Task brief: Would you return the lines between the one holding "Query: terracotta roof tile" and the one holding "Locate the parked", inclusive, and only those, exactly as they stand in the listing below?

Given records:
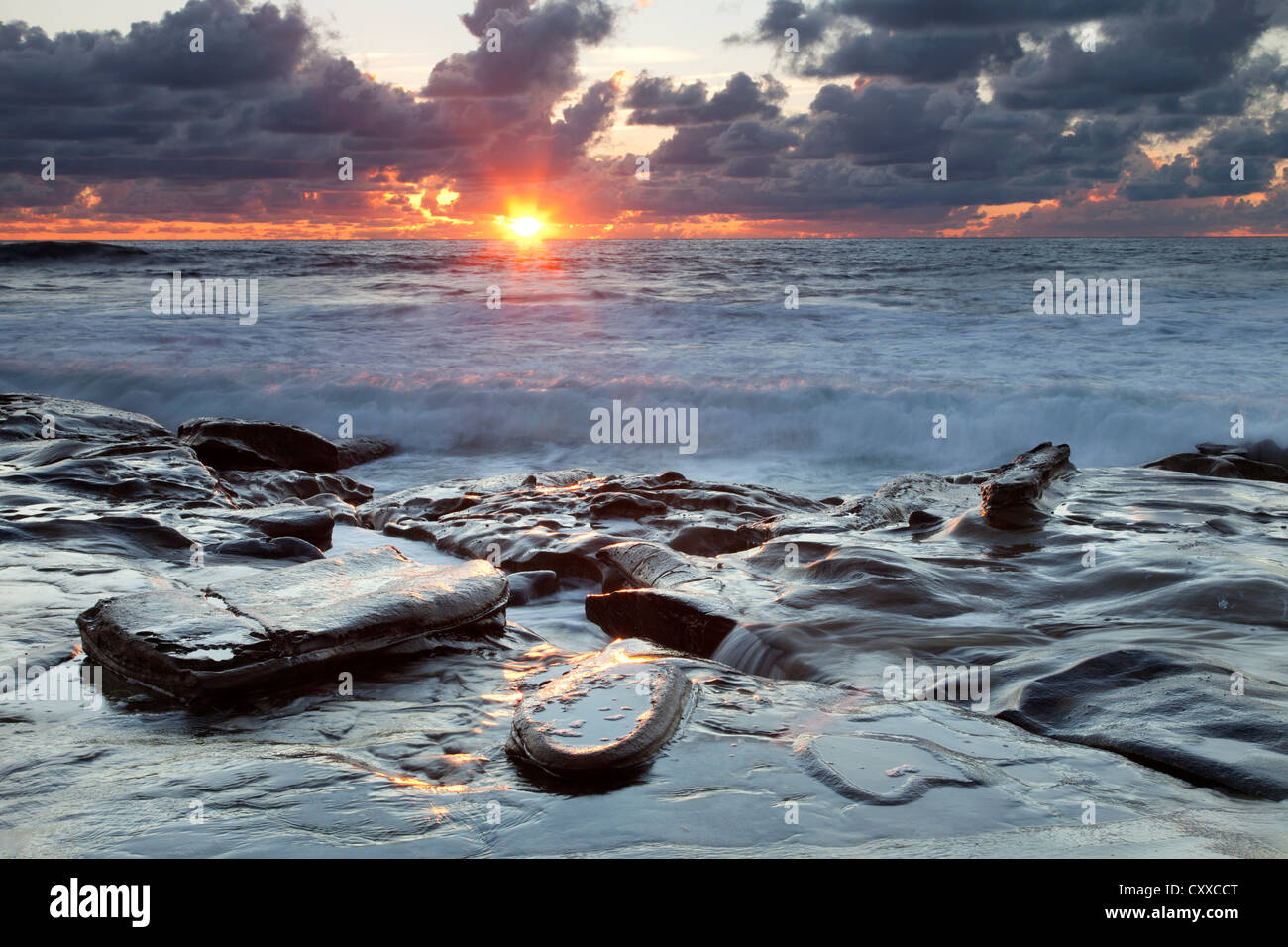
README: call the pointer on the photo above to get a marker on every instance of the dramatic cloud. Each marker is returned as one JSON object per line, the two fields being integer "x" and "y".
{"x": 1093, "y": 116}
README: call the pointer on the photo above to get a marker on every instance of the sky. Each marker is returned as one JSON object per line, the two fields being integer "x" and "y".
{"x": 643, "y": 118}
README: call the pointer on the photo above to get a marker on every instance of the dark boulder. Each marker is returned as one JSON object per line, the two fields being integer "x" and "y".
{"x": 1012, "y": 496}
{"x": 236, "y": 638}
{"x": 228, "y": 444}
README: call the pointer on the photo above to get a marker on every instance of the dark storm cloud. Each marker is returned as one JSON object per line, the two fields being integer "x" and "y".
{"x": 267, "y": 102}
{"x": 1003, "y": 89}
{"x": 539, "y": 48}
{"x": 1056, "y": 115}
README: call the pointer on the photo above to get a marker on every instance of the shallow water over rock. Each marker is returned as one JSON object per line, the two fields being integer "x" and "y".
{"x": 1133, "y": 638}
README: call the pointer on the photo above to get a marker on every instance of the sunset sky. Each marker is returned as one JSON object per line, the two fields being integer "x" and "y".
{"x": 1093, "y": 118}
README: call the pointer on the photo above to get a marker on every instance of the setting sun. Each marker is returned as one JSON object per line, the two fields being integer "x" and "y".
{"x": 526, "y": 226}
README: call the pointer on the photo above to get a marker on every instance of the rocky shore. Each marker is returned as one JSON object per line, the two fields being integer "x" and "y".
{"x": 1132, "y": 620}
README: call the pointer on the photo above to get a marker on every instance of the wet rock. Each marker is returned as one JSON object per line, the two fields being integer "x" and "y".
{"x": 361, "y": 450}
{"x": 664, "y": 596}
{"x": 340, "y": 510}
{"x": 309, "y": 523}
{"x": 528, "y": 586}
{"x": 561, "y": 519}
{"x": 1210, "y": 447}
{"x": 709, "y": 540}
{"x": 269, "y": 487}
{"x": 1010, "y": 497}
{"x": 228, "y": 444}
{"x": 279, "y": 548}
{"x": 1175, "y": 712}
{"x": 883, "y": 768}
{"x": 410, "y": 528}
{"x": 923, "y": 519}
{"x": 610, "y": 711}
{"x": 1267, "y": 453}
{"x": 434, "y": 500}
{"x": 94, "y": 457}
{"x": 1229, "y": 466}
{"x": 233, "y": 638}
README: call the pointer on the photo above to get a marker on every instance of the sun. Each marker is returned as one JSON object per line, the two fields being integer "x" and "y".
{"x": 526, "y": 226}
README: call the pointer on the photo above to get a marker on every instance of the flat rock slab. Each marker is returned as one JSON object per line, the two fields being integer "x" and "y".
{"x": 239, "y": 637}
{"x": 610, "y": 711}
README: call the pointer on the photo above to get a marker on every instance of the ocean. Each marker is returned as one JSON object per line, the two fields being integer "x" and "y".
{"x": 831, "y": 397}
{"x": 1133, "y": 639}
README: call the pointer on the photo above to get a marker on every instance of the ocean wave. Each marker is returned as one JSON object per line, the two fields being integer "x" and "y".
{"x": 25, "y": 252}
{"x": 784, "y": 429}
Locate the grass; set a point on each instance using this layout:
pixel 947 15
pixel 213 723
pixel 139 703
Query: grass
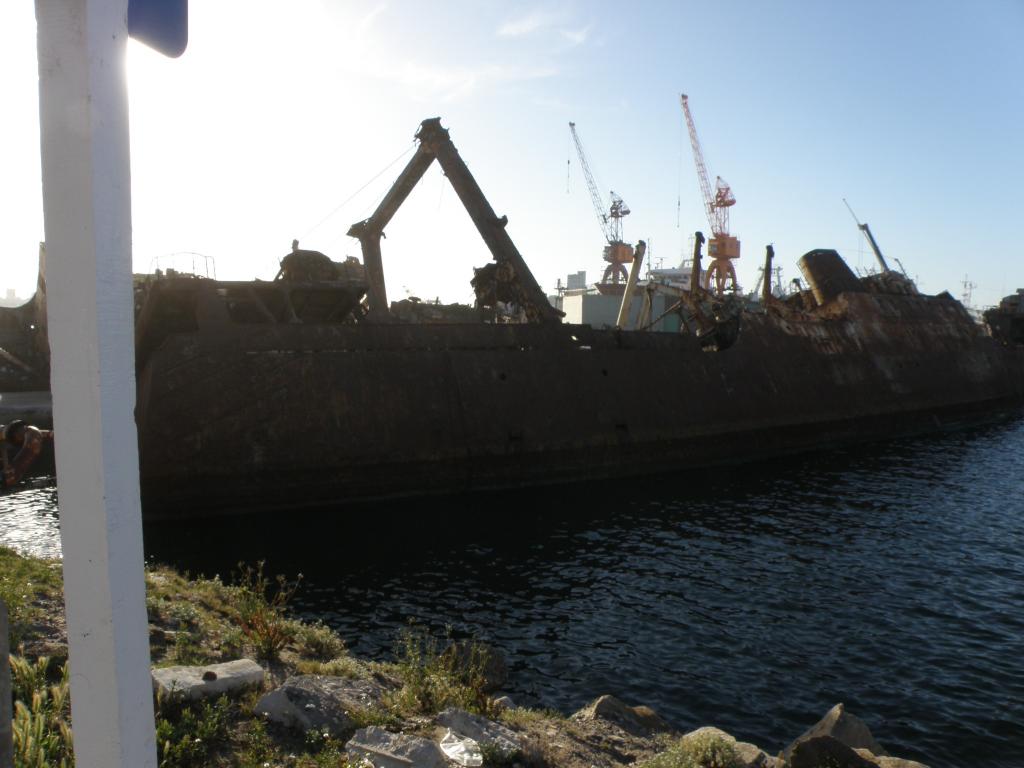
pixel 193 622
pixel 42 712
pixel 30 588
pixel 433 680
pixel 261 608
pixel 701 751
pixel 198 621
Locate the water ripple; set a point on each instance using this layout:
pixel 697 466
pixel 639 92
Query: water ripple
pixel 888 578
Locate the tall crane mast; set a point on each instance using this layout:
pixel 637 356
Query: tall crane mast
pixel 616 253
pixel 722 247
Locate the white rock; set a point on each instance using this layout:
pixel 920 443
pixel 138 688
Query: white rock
pixel 483 731
pixel 207 682
pixel 385 750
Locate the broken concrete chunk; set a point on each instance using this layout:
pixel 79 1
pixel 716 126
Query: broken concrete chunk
pixel 640 721
pixel 485 732
pixel 210 681
pixel 750 755
pixel 844 727
pixel 385 750
pixel 320 702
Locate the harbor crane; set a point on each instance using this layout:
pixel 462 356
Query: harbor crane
pixel 616 253
pixel 722 247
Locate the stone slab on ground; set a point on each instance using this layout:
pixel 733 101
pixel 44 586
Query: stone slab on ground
pixel 484 732
pixel 887 761
pixel 750 755
pixel 321 702
pixel 826 751
pixel 386 750
pixel 229 678
pixel 636 720
pixel 844 727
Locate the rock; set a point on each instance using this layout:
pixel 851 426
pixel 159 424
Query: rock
pixel 206 682
pixel 385 750
pixel 504 702
pixel 750 756
pixel 887 761
pixel 641 721
pixel 471 653
pixel 826 751
pixel 315 701
pixel 485 732
pixel 844 727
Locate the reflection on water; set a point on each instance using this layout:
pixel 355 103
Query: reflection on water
pixel 888 578
pixel 29 519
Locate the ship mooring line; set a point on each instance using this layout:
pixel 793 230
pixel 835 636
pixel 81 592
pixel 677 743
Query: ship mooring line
pixel 351 197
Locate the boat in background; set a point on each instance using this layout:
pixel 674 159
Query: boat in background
pixel 311 390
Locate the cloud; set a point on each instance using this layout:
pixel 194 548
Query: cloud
pixel 368 19
pixel 577 37
pixel 527 25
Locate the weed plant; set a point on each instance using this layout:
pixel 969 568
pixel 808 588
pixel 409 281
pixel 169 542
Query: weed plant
pixel 42 709
pixel 701 751
pixel 261 607
pixel 24 582
pixel 189 733
pixel 318 641
pixel 433 680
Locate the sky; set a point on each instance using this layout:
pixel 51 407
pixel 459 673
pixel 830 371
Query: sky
pixel 291 120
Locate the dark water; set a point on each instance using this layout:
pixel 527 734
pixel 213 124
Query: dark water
pixel 890 578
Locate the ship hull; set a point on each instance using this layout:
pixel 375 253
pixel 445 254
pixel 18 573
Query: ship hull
pixel 255 418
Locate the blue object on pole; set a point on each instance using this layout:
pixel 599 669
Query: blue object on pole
pixel 162 25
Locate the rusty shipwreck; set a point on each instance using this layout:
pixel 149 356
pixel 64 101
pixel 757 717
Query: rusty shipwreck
pixel 312 390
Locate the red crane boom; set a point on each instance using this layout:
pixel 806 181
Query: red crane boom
pixel 722 247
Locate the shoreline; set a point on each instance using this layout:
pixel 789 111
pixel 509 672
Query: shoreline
pixel 291 694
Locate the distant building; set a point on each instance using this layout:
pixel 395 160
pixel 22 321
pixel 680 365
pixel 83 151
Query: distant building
pixel 11 299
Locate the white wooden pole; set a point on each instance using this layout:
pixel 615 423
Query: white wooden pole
pixel 6 742
pixel 87 209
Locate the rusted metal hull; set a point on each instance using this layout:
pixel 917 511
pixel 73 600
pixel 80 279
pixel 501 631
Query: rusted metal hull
pixel 289 416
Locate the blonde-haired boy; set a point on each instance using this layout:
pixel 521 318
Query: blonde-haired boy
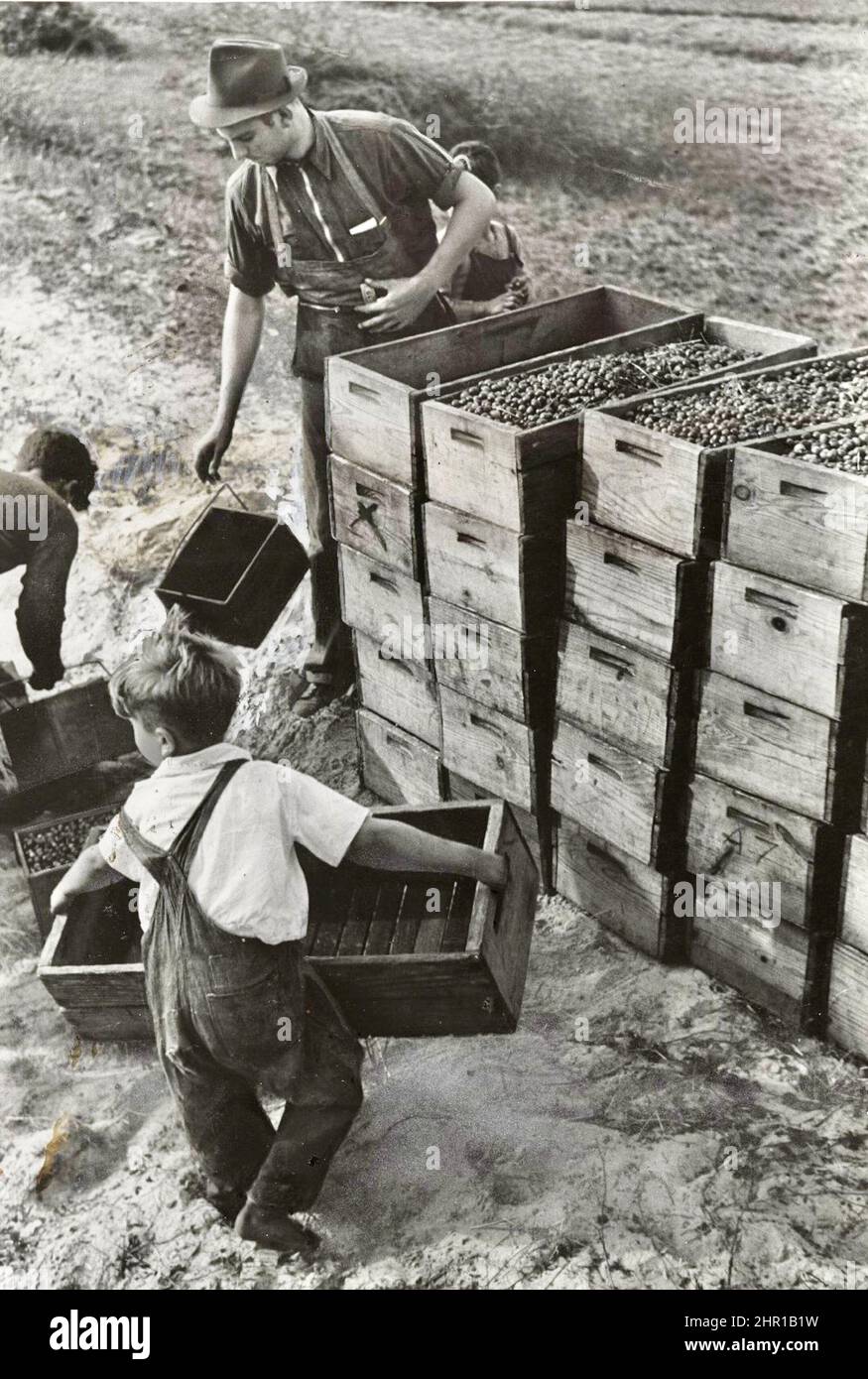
pixel 211 840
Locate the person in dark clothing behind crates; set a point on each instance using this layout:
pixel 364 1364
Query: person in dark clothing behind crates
pixel 331 205
pixel 54 472
pixel 232 999
pixel 491 279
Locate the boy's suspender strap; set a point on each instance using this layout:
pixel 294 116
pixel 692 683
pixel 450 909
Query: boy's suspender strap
pixel 149 855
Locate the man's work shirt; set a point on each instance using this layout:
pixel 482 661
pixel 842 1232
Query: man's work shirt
pixel 402 169
pixel 39 533
pixel 246 873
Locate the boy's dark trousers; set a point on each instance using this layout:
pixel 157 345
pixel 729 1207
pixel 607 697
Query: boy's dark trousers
pixel 231 1014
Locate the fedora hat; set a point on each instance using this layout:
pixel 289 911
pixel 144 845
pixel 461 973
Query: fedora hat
pixel 246 77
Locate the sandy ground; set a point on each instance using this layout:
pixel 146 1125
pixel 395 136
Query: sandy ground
pixel 681 1141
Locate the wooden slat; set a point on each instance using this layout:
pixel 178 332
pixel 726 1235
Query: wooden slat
pixel 512 579
pixel 847 1022
pixel 625 695
pixel 786 640
pixel 374 515
pixel 625 895
pixel 398 690
pixel 374 594
pixel 800 522
pixel 396 766
pixel 636 594
pixel 496 665
pixel 768 746
pixel 741 838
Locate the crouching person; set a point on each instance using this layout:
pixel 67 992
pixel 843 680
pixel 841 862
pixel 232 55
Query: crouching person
pixel 211 840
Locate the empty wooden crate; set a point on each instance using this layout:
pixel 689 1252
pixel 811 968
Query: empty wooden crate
pixel 806 647
pixel 628 897
pixel 374 395
pixel 405 954
pixel 798 520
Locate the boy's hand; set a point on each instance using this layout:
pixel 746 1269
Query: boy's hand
pixel 61 899
pixel 494 872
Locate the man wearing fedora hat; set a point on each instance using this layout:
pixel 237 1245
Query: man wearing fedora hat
pixel 331 205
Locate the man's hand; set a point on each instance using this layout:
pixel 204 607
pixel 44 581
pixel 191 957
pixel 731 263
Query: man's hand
pixel 405 300
pixel 210 451
pixel 497 305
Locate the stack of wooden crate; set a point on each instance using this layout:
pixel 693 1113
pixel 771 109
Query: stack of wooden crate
pixel 490 555
pixel 779 706
pixel 631 647
pixel 804 531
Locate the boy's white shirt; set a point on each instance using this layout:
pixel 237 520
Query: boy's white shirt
pixel 246 873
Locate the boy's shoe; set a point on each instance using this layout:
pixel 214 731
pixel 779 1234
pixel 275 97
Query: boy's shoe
pixel 314 696
pixel 272 1229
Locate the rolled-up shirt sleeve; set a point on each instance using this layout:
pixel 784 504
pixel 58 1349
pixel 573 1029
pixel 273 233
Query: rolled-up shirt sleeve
pixel 321 819
pixel 416 166
pixel 249 262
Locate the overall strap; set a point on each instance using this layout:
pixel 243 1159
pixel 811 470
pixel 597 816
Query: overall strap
pixel 362 190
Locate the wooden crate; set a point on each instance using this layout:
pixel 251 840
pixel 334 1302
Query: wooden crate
pixel 623 800
pixel 743 841
pixel 374 395
pixel 405 954
pixel 847 1018
pixel 627 897
pixel 784 969
pixel 500 573
pixel 504 756
pixel 638 594
pixel 376 516
pixel 854 893
pixel 396 766
pixel 807 647
pixel 770 748
pixel 625 695
pixel 59 735
pixel 91 965
pixel 458 788
pixel 525 477
pixel 503 669
pixel 376 597
pixel 801 522
pixel 662 488
pixel 43 880
pixel 402 691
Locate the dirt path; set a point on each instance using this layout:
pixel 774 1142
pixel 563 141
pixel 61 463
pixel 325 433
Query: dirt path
pixel 684 1142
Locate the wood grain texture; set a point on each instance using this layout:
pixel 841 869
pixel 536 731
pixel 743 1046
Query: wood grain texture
pixel 376 516
pixel 800 522
pixel 624 695
pixel 787 640
pixel 501 668
pixel 374 596
pixel 614 795
pixel 625 895
pixel 766 746
pixel 396 766
pixel 635 593
pixel 741 838
pixel 847 1021
pixel 398 690
pixel 512 579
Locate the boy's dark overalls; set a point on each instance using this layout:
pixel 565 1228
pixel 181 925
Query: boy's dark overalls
pixel 222 1008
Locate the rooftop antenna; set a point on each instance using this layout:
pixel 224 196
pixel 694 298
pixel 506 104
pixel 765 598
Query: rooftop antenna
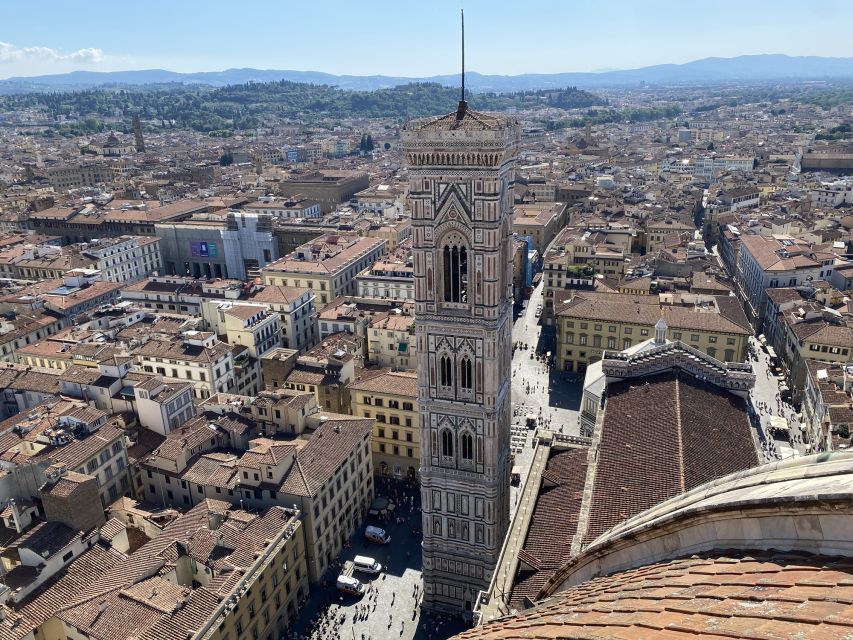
pixel 463 106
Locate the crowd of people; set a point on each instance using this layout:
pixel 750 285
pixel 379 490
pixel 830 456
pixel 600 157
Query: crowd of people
pixel 778 407
pixel 339 616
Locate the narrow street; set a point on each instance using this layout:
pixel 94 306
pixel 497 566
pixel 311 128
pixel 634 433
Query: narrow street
pixel 553 397
pixel 767 405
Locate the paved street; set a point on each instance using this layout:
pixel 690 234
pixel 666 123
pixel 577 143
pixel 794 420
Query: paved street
pixel 538 389
pixel 391 609
pixel 765 401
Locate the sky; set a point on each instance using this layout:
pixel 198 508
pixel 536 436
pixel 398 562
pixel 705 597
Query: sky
pixel 408 37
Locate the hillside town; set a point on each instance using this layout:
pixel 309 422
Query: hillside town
pixel 242 376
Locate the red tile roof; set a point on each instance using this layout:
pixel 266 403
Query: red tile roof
pixel 661 436
pixel 766 596
pixel 552 525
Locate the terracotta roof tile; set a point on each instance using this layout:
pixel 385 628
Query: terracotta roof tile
pixel 633 604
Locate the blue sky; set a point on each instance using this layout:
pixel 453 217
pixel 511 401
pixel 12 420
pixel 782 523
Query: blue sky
pixel 407 37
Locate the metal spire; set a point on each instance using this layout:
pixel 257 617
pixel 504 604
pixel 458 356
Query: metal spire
pixel 463 106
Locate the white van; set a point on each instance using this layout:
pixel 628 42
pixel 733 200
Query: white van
pixel 366 564
pixel 349 585
pixel 375 534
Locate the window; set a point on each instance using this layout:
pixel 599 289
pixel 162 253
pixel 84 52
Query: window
pixel 466 446
pixel 447 443
pixel 466 375
pixel 455 260
pixel 445 371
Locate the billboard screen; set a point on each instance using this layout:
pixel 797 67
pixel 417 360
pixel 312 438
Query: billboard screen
pixel 203 249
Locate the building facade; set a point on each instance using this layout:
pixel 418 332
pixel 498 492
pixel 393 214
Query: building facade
pixel 461 167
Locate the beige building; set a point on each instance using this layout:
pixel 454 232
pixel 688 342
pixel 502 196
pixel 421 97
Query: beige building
pixel 195 356
pixel 254 326
pixel 327 265
pixel 214 573
pixel 391 399
pixel 588 323
pixel 391 340
pixel 573 261
pixel 392 233
pixel 328 187
pixel 295 307
pixel 392 276
pixel 542 222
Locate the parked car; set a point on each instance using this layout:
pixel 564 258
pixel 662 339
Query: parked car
pixel 366 564
pixel 375 534
pixel 350 585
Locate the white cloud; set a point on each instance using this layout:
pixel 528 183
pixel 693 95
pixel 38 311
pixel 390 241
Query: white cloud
pixel 10 54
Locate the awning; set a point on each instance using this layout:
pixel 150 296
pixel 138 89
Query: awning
pixel 779 423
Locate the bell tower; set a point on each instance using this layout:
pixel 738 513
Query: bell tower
pixel 461 170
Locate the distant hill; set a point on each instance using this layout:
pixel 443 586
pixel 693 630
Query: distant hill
pixel 247 105
pixel 771 67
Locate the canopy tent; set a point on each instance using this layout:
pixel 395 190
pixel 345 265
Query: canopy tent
pixel 778 423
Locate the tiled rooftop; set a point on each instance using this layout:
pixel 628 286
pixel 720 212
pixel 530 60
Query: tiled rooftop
pixel 659 439
pixel 762 596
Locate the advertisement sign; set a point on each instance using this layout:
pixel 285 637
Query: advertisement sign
pixel 203 249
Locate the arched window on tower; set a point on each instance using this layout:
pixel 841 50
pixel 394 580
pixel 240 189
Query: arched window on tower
pixel 466 446
pixel 447 443
pixel 466 374
pixel 445 367
pixel 455 261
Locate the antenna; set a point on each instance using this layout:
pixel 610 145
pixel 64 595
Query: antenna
pixel 462 98
pixel 463 106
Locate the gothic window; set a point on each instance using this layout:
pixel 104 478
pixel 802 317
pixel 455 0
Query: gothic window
pixel 466 378
pixel 455 260
pixel 466 446
pixel 445 366
pixel 447 443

Solution to the exercise:
Query: terracotta roof tile
pixel 633 604
Locate the blue sky; set a point on each instance using this layout:
pixel 453 217
pixel 511 401
pixel 12 420
pixel 782 523
Query: blue sky
pixel 407 37
Locate the metal spire; set a point on each instance using this layout:
pixel 257 617
pixel 504 604
pixel 458 356
Query: metal spire
pixel 463 106
Locate the white van; set a point on each instance using this layout:
pixel 628 42
pixel 733 200
Query: white van
pixel 366 564
pixel 349 585
pixel 375 534
Locate the window; set a point on each instance using this layout:
pixel 599 289
pixel 162 253
pixel 84 52
Query: window
pixel 466 446
pixel 447 443
pixel 466 375
pixel 455 260
pixel 445 371
Locate the billboard screen; set a point on each instance using this layout:
pixel 797 67
pixel 417 360
pixel 312 438
Query: billboard screen
pixel 203 249
Locate the building facade; set a point on each instance using this layout:
pixel 418 332
pixel 498 492
pixel 393 214
Query: building facade
pixel 461 167
Locate the beige building; set a point on each instance using this layout:
pixel 454 232
pixel 688 342
pixel 502 196
pixel 421 97
Query: beige building
pixel 195 356
pixel 254 326
pixel 327 265
pixel 214 573
pixel 391 399
pixel 588 323
pixel 391 340
pixel 573 261
pixel 392 233
pixel 328 187
pixel 295 307
pixel 392 276
pixel 542 222
Locate the parked car; set a point on each instance using this layout:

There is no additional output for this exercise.